■ Document extract
'''

“Hi, I’m jkh and I’m a d**k”

I don’t do guest posts here. This blog is my private soapbox. You want to scream into the void? Go get your own soapbox.

Yesterday, I was privy to a private email message discussing a topic I care deeply about. I contacted the author and said “You really need to make this public and give this a wider audience.” His response boiled down to “if I wanted it to get a wider audience, I was welcome to do so myself.” So here’s my first ever guest post, from Jordan K Hubbard, one of the founders of the FreeBSD Project. While this discussion focuses on FreeBSD, it’s applicable to any large open source project.

The email discussion was about the FreeBSD Project recently giving someone the boot. I’m not linking to who it was; you can dig up the controversy elsewhere.

I did my first install of FreeBSD, version 2.0.5, in late 1995. I started reading FreeBSD mailing lists shortly afterwards. Allow me to provide some context to say that when jkh says he was a dick: yes. He was.

'''

■ What the exercise asks
Reproduce the passage of the blog post word for word, starting at "The email discussion" and ending at "yes. He was.". Work only from the blog post above.

■ Dataset extract
'''

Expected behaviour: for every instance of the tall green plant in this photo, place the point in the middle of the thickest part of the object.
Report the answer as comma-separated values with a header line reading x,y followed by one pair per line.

'''

■ Result of this task
The email discussion was about the FreeBSD Project recently giving someone the boot. I’m not linking to who it was; you can dig up the controversy elsewhere.

I did my first install of FreeBSD, version 2.0.5, in late 1995. I started reading FreeBSD mailing lists shortly afterwards. Allow me to provide some context to say that when jkh says he was a dick: yes. He was.